STATED TASK:
Reproduce verbatim the lines of the material below, from the line containing "Task: for the greenhouse-bench survey, tag the neighbor's" through the end of the material.

EXTRACTED MATERIAL:
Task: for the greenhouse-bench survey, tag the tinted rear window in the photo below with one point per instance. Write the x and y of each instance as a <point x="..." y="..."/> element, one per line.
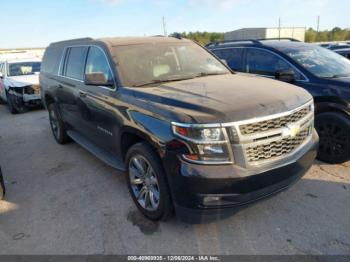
<point x="51" y="60"/>
<point x="75" y="62"/>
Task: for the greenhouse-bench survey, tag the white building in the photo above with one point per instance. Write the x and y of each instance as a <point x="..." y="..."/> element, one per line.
<point x="22" y="53"/>
<point x="297" y="33"/>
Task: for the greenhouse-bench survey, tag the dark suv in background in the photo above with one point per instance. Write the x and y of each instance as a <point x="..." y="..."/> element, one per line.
<point x="189" y="134"/>
<point x="325" y="74"/>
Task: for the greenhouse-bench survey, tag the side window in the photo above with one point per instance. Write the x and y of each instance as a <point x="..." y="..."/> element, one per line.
<point x="233" y="57"/>
<point x="265" y="63"/>
<point x="75" y="61"/>
<point x="97" y="63"/>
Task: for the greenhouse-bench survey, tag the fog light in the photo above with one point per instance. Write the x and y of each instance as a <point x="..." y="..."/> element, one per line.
<point x="211" y="200"/>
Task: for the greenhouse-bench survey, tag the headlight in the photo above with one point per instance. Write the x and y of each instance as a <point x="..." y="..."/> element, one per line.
<point x="208" y="144"/>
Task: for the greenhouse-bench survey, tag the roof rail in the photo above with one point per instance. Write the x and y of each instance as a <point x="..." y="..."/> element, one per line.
<point x="253" y="41"/>
<point x="74" y="40"/>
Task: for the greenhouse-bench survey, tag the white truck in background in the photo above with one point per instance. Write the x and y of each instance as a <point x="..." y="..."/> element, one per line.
<point x="19" y="84"/>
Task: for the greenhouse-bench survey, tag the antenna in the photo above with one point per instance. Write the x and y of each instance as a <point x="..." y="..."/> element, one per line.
<point x="279" y="28"/>
<point x="318" y="28"/>
<point x="164" y="27"/>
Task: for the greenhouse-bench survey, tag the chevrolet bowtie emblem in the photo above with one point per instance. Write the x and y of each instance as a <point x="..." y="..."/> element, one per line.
<point x="293" y="130"/>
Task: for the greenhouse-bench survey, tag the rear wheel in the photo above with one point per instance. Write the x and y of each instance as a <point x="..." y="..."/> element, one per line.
<point x="334" y="132"/>
<point x="147" y="183"/>
<point x="57" y="125"/>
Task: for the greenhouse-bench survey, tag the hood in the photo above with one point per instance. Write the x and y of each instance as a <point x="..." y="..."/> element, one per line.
<point x="220" y="99"/>
<point x="337" y="87"/>
<point x="21" y="81"/>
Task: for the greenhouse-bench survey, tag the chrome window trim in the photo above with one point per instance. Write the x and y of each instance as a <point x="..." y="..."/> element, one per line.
<point x="64" y="54"/>
<point x="306" y="79"/>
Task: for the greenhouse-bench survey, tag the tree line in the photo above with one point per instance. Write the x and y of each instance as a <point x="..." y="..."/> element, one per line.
<point x="311" y="35"/>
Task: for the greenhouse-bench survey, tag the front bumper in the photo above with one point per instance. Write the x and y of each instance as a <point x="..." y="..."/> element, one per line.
<point x="204" y="193"/>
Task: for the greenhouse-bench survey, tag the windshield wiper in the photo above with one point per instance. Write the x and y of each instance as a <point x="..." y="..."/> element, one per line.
<point x="201" y="74"/>
<point x="158" y="81"/>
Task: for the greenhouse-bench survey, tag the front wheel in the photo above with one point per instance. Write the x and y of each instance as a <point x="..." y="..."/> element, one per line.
<point x="333" y="129"/>
<point x="147" y="183"/>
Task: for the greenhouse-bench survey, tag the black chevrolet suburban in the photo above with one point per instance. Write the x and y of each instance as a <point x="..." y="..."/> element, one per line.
<point x="191" y="136"/>
<point x="323" y="73"/>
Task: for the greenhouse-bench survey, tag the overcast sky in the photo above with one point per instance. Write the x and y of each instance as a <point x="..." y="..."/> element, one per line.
<point x="36" y="23"/>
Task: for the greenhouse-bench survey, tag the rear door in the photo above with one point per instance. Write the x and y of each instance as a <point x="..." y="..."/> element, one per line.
<point x="70" y="82"/>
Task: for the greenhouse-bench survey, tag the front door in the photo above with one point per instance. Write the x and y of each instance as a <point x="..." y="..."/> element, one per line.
<point x="68" y="85"/>
<point x="99" y="110"/>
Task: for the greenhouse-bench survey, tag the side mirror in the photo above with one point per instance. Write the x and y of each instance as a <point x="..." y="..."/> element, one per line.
<point x="285" y="76"/>
<point x="97" y="79"/>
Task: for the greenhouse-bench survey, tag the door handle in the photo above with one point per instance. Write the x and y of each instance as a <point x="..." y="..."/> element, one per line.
<point x="82" y="93"/>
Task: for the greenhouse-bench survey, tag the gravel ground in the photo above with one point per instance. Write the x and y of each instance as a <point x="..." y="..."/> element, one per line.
<point x="62" y="200"/>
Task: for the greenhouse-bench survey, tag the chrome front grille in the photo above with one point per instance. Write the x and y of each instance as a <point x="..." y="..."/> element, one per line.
<point x="276" y="148"/>
<point x="272" y="138"/>
<point x="275" y="123"/>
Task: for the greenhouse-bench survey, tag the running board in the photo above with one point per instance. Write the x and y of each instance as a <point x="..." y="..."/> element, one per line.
<point x="105" y="156"/>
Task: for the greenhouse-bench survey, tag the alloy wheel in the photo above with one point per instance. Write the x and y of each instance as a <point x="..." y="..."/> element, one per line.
<point x="144" y="183"/>
<point x="54" y="122"/>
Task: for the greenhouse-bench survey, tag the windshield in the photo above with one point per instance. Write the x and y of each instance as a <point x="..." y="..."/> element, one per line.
<point x="144" y="64"/>
<point x="320" y="61"/>
<point x="24" y="68"/>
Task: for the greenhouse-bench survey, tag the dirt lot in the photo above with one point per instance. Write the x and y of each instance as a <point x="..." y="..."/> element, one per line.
<point x="62" y="200"/>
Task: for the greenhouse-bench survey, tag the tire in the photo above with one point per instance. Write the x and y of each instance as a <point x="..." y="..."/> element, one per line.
<point x="334" y="131"/>
<point x="150" y="184"/>
<point x="10" y="104"/>
<point x="57" y="126"/>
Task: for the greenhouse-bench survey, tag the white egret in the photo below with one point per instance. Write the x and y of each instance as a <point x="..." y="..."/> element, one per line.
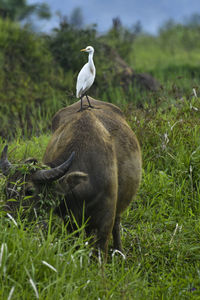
<point x="86" y="76"/>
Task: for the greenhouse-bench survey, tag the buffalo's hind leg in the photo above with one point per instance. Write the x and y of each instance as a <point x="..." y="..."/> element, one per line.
<point x="117" y="243"/>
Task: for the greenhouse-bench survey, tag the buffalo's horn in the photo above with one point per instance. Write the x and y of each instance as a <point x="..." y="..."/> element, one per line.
<point x="5" y="165"/>
<point x="54" y="173"/>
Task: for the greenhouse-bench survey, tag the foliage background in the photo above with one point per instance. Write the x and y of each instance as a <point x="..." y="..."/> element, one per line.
<point x="160" y="230"/>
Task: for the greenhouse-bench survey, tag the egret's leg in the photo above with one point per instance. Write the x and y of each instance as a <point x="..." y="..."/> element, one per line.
<point x="81" y="105"/>
<point x="89" y="101"/>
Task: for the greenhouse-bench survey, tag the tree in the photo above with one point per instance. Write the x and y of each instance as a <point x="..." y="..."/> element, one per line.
<point x="76" y="18"/>
<point x="19" y="10"/>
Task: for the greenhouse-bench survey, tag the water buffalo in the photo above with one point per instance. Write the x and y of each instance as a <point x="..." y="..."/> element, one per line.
<point x="105" y="173"/>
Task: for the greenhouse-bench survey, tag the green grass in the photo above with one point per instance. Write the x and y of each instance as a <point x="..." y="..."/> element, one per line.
<point x="160" y="230"/>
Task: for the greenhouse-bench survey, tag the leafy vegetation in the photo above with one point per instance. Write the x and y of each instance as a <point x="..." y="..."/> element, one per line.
<point x="161" y="228"/>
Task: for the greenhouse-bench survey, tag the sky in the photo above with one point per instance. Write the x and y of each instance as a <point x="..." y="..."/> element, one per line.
<point x="151" y="13"/>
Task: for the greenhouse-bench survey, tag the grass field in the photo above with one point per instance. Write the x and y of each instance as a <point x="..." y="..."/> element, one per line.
<point x="161" y="228"/>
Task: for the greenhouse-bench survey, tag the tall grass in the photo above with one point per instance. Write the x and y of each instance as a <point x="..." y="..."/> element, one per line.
<point x="160" y="230"/>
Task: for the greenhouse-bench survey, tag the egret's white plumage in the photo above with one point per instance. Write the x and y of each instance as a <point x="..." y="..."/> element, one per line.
<point x="86" y="76"/>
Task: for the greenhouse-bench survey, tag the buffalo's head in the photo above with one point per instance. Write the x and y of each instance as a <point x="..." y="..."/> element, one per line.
<point x="28" y="184"/>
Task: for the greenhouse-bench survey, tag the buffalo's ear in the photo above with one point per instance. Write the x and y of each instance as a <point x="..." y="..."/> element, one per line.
<point x="31" y="160"/>
<point x="75" y="178"/>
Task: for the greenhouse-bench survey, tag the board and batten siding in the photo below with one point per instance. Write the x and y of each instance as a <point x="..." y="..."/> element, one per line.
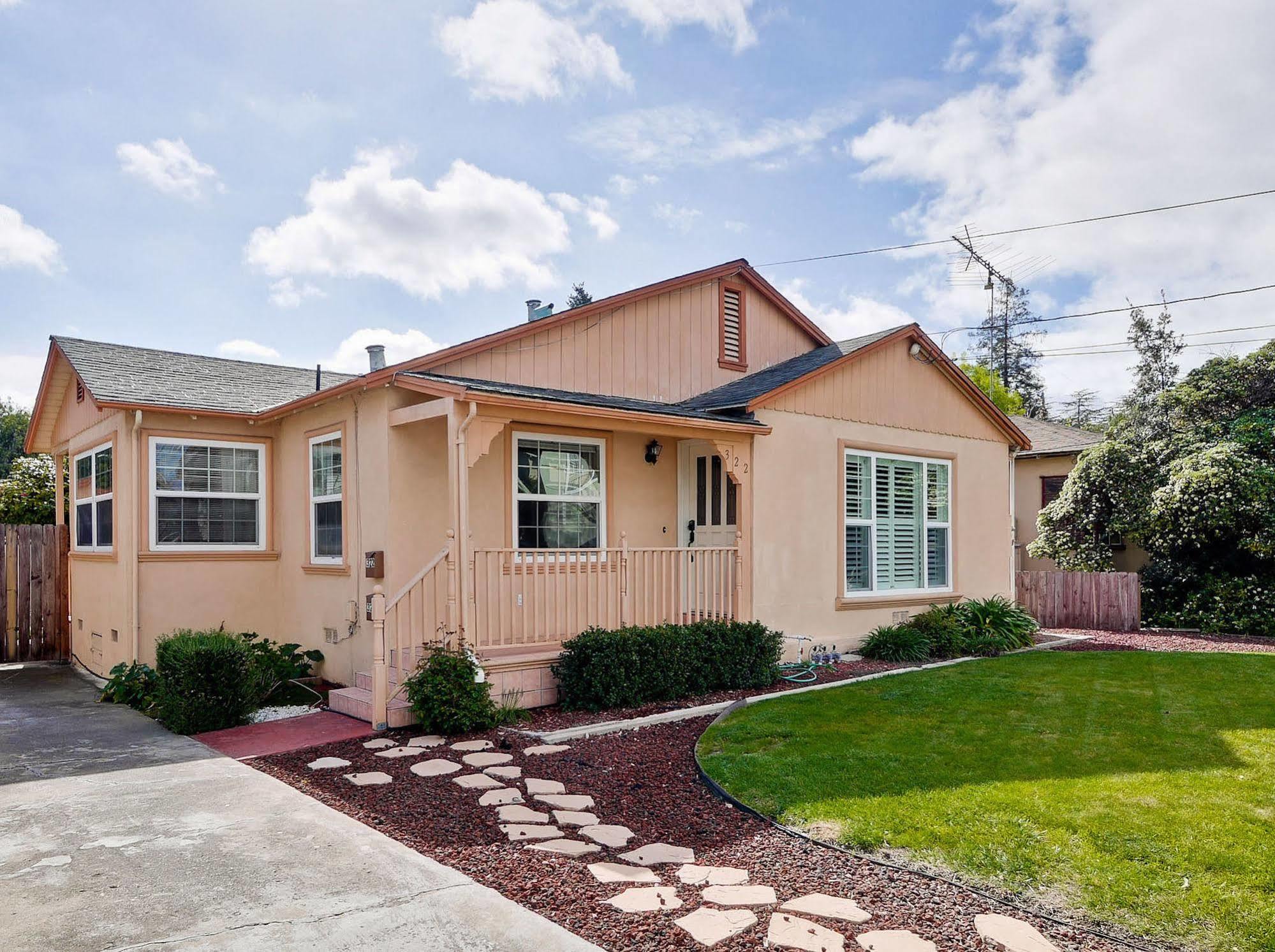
<point x="665" y="347"/>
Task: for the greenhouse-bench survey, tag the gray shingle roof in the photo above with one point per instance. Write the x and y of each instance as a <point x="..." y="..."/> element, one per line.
<point x="740" y="393"/>
<point x="1051" y="439"/>
<point x="617" y="403"/>
<point x="121" y="374"/>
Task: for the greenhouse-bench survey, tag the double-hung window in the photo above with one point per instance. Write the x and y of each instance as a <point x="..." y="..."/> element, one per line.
<point x="207" y="495"/>
<point x="94" y="499"/>
<point x="325" y="500"/>
<point x="559" y="492"/>
<point x="898" y="524"/>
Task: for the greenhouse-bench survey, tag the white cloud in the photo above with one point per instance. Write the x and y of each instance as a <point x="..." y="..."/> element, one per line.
<point x="727" y="18"/>
<point x="1040" y="140"/>
<point x="24" y="245"/>
<point x="168" y="166"/>
<point x="241" y="349"/>
<point x="515" y="50"/>
<point x="677" y="217"/>
<point x="469" y="228"/>
<point x="287" y="293"/>
<point x="855" y="316"/>
<point x="351" y="355"/>
<point x="666" y="136"/>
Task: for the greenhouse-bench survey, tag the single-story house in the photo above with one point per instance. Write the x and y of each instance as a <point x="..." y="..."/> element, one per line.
<point x="695" y="448"/>
<point x="1040" y="474"/>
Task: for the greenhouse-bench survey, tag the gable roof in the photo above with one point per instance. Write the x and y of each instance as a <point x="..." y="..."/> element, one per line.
<point x="1050" y="439"/>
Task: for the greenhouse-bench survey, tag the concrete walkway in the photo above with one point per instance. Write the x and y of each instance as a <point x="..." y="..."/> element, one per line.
<point x="117" y="835"/>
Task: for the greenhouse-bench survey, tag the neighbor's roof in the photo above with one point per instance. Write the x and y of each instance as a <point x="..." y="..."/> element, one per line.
<point x="745" y="390"/>
<point x="1050" y="439"/>
<point x="116" y="374"/>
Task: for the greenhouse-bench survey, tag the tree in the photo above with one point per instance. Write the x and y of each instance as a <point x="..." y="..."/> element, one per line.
<point x="1006" y="400"/>
<point x="579" y="297"/>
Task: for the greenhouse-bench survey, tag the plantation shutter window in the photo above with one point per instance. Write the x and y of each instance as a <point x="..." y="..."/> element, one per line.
<point x="327" y="543"/>
<point x="897" y="524"/>
<point x="94" y="500"/>
<point x="733" y="332"/>
<point x="205" y="496"/>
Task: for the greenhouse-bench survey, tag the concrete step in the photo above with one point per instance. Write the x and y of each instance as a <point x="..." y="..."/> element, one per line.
<point x="357" y="703"/>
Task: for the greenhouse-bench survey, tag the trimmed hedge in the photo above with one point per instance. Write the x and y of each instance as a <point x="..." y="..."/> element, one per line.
<point x="628" y="667"/>
<point x="205" y="681"/>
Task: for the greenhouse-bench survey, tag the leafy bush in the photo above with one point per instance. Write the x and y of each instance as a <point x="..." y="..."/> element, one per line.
<point x="895" y="643"/>
<point x="134" y="685"/>
<point x="628" y="667"/>
<point x="444" y="695"/>
<point x="205" y="681"/>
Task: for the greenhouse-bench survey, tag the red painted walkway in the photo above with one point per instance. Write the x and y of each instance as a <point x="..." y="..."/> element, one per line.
<point x="281" y="736"/>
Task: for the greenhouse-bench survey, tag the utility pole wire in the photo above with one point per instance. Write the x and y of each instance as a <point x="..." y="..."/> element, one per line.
<point x="1021" y="231"/>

SOLVED PROBLEM:
Task: for the greenhouse-bench survey, tag the neighbor's roof in the photo above with one point per instance. Write the x and y of each instance as a <point x="..." y="..."/> element, one per line.
<point x="745" y="390"/>
<point x="1050" y="439"/>
<point x="116" y="374"/>
Task: for the greenhouse-bench survey, tag the tree in the photo above with one point per instance. Write the x and y of each instance as a <point x="..." y="..."/> element, one per line.
<point x="1006" y="400"/>
<point x="579" y="297"/>
Task: for the greenhouse-bench survey, tag the plantation shutter window in the photo above with one point per instance. Write the x and y of each instance as a <point x="..." y="..."/> element, one per line.
<point x="327" y="543"/>
<point x="897" y="524"/>
<point x="94" y="500"/>
<point x="733" y="332"/>
<point x="205" y="496"/>
Task: for the greenhouse-bench survey, tag the concrete step in the photo above with one point per instance. Write the x and y of each instance as a <point x="..." y="..."/> element, one per line.
<point x="357" y="703"/>
Task: for the greenhouse-bench survey, tag the trimmed hedge in the photo above with one point per instance. Write the x and y of each instance as a <point x="..." y="..."/> element, one per line.
<point x="628" y="667"/>
<point x="205" y="681"/>
Task: for the greenhouse-bench survey, tag the leafy bush in the photo above with one point per instance. Write the x and y of each instance as a <point x="..." y="..."/> element, one per line.
<point x="895" y="643"/>
<point x="134" y="685"/>
<point x="628" y="667"/>
<point x="444" y="695"/>
<point x="205" y="681"/>
Task: for the greenhouse-bench survey, tag the red painted walkway in the photo above with one point per instance. Write the x and y of each instance as a <point x="..." y="..."/> element, one per line.
<point x="281" y="736"/>
Task: for the greenhouse-bench survey, tag the utility pole wire in the photo above with one point per instance. Write the x and y of each instance as a <point x="..." y="..."/> element, one per line.
<point x="1021" y="231"/>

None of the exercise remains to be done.